Gather each line of the records where "return" appears.

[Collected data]
----------

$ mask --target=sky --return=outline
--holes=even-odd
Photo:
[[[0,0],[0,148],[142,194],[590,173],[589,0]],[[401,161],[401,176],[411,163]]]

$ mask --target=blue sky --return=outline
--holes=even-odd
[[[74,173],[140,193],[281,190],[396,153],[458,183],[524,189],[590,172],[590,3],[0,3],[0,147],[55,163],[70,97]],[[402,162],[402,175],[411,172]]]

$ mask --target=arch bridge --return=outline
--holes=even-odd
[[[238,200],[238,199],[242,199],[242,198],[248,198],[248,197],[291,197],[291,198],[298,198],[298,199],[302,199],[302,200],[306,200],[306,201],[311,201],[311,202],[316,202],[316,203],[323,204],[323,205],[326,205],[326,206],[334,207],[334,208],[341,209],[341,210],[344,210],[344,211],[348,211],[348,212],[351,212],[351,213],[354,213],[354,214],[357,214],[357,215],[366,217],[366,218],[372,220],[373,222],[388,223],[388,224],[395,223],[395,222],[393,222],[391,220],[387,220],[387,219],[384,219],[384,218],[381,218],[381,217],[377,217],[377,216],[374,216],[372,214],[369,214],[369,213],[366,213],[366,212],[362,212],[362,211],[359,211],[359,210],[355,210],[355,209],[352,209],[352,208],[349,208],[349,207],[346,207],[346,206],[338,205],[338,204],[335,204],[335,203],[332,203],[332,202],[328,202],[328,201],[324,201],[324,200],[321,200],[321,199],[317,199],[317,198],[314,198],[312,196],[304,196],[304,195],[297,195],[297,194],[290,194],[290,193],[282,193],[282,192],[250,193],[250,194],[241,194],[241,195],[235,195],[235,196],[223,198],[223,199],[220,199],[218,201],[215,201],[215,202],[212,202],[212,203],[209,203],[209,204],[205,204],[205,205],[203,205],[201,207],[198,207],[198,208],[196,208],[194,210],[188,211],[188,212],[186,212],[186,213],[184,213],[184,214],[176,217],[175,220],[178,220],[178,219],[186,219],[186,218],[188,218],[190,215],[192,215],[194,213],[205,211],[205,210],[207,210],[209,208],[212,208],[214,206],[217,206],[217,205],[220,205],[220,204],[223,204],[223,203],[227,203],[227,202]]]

----------

## Output below
$ mask --target=sky --return=outline
$ mask --target=blue sky --return=outline
$ mask --target=arch bridge --return=outline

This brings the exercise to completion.